Requirements — Transcribe the material word for word, but without the images.

Extracted material —
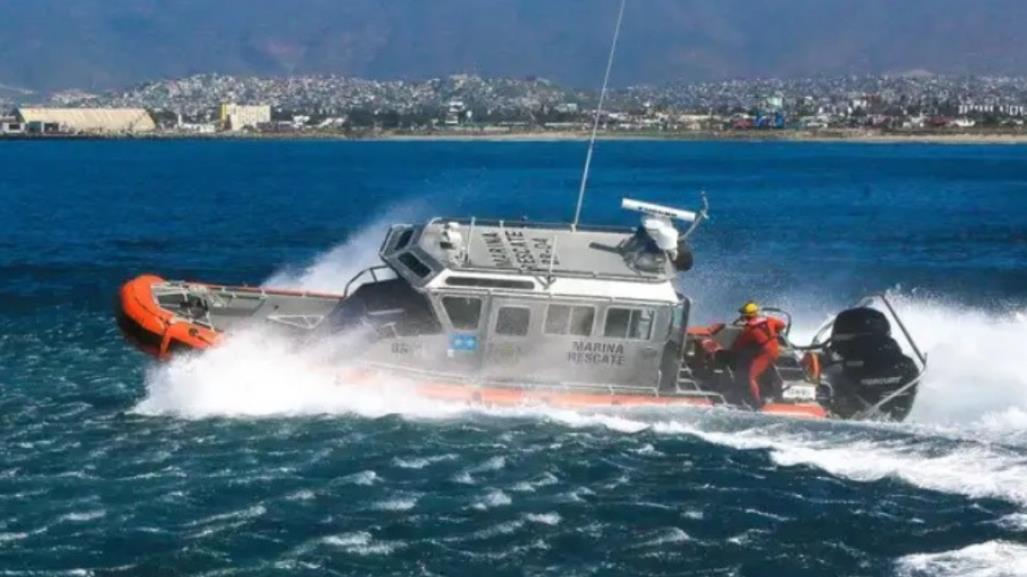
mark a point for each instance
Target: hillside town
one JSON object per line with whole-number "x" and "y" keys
{"x": 470, "y": 105}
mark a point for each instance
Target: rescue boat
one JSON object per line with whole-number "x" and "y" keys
{"x": 511, "y": 313}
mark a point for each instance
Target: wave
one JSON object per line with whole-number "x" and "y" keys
{"x": 992, "y": 559}
{"x": 965, "y": 435}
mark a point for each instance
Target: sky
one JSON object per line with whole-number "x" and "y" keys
{"x": 102, "y": 44}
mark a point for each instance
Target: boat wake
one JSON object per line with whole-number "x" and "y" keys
{"x": 965, "y": 435}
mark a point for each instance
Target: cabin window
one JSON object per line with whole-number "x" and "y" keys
{"x": 464, "y": 312}
{"x": 512, "y": 321}
{"x": 489, "y": 282}
{"x": 415, "y": 265}
{"x": 629, "y": 323}
{"x": 404, "y": 239}
{"x": 566, "y": 319}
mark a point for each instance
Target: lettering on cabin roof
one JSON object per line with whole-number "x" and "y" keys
{"x": 514, "y": 248}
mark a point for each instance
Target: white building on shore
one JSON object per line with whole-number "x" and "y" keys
{"x": 237, "y": 117}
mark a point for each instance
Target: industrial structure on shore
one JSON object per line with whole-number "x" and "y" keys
{"x": 79, "y": 120}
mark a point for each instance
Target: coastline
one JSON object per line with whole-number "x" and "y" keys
{"x": 785, "y": 136}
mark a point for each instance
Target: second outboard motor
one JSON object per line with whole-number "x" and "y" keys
{"x": 865, "y": 364}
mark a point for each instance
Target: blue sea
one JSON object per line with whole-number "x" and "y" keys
{"x": 251, "y": 460}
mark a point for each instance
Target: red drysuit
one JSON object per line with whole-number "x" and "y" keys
{"x": 758, "y": 342}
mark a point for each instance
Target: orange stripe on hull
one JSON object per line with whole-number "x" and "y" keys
{"x": 802, "y": 411}
{"x": 497, "y": 396}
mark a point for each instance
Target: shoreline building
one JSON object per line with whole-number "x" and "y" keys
{"x": 85, "y": 120}
{"x": 236, "y": 117}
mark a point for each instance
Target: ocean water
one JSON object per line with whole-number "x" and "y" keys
{"x": 250, "y": 460}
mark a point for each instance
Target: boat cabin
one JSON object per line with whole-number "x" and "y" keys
{"x": 523, "y": 302}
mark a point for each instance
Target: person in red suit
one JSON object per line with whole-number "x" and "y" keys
{"x": 756, "y": 348}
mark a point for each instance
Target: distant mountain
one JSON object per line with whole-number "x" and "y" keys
{"x": 99, "y": 44}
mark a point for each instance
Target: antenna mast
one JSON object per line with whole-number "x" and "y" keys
{"x": 599, "y": 111}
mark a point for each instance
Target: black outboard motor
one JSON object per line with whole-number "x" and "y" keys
{"x": 864, "y": 366}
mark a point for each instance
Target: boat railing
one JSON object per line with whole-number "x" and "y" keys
{"x": 376, "y": 274}
{"x": 567, "y": 386}
{"x": 500, "y": 223}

Response to the task —
mark a point for each instance
Target: hillside town
one JSON object per line with whole-number "x" and "y" keys
{"x": 470, "y": 105}
mark a point for each instance
Target: rescue boat
one JSON object per line with whole-number "x" and "y" keys
{"x": 511, "y": 313}
mark a point for each instance
Target: wave
one JSON object per line with whole-number "x" and "y" keys
{"x": 992, "y": 559}
{"x": 965, "y": 435}
mark a point for each instance
Target: sky
one JSON object per line with whole-number "x" and "y" keys
{"x": 102, "y": 44}
mark a point for each instance
Target: boat wake
one JSON object per line with whole-number "x" and "y" keys
{"x": 965, "y": 435}
mark a point for each instance
Target: cabin window
one JSON object per line with whole-number "x" and "y" keys
{"x": 464, "y": 312}
{"x": 512, "y": 321}
{"x": 489, "y": 282}
{"x": 415, "y": 265}
{"x": 629, "y": 323}
{"x": 404, "y": 239}
{"x": 566, "y": 319}
mark a point for each instance
Target: lettering on cabin roof
one JSON object per line with whole-number "x" and "y" keys
{"x": 514, "y": 248}
mark a point for each instance
Target: white building on shore
one JSON object per line with whole-number "x" and "y" keys
{"x": 237, "y": 117}
mark a point for each instance
Target: industrial structure on shore
one JSON object per line with whole-number "x" and "y" keys
{"x": 79, "y": 120}
mark a point for each instance
Target: coastline
one JSON object per line with whole-number "x" and "y" keys
{"x": 785, "y": 136}
mark a point for each instance
Target: second outboard motor
one JSON object per line with whole-number "x" and "y" keys
{"x": 865, "y": 364}
mark a point for each instance
Target: blue sea
one JSON object per line with whole-number "x" and "y" keys
{"x": 251, "y": 460}
mark a point for each instance
Target: red drysuit
one JSON object per line with whole-number "x" and "y" keys
{"x": 758, "y": 342}
mark a point for each instance
Target: orange stripe on hull
one JSON object per line with whole-number "x" and "y" keys
{"x": 802, "y": 411}
{"x": 497, "y": 396}
mark a point for each instance
Target: shoreline building
one JSON object per line with whole-number "x" and "y" keys
{"x": 85, "y": 120}
{"x": 236, "y": 117}
mark a point for each instance
Target: ocean water
one JSON object per line with whole-number "x" and "y" keys
{"x": 250, "y": 460}
mark a point for each instance
Target: boat cabin
one JSON object per line with whole-number "x" and "y" keys
{"x": 523, "y": 302}
mark a point for each instance
Target: person in red suit
one JSON object per line with whole-number "x" and "y" keys
{"x": 756, "y": 348}
mark a point for each instance
Target: distant mountain
one JSON object per line with whole-number "x" and "y" keys
{"x": 99, "y": 44}
mark a point for each instance
Target: antenna mast
one JSON object per line with whole-number "x" and "y" keys
{"x": 599, "y": 111}
mark a point for each instance
Target: black outboard motor
one JSON object per line with whole-number "x" and "y" keys
{"x": 864, "y": 366}
mark a point for each instance
Target: boat railing
one JSON object per line with whole-number "x" and "y" keys
{"x": 376, "y": 274}
{"x": 567, "y": 386}
{"x": 500, "y": 223}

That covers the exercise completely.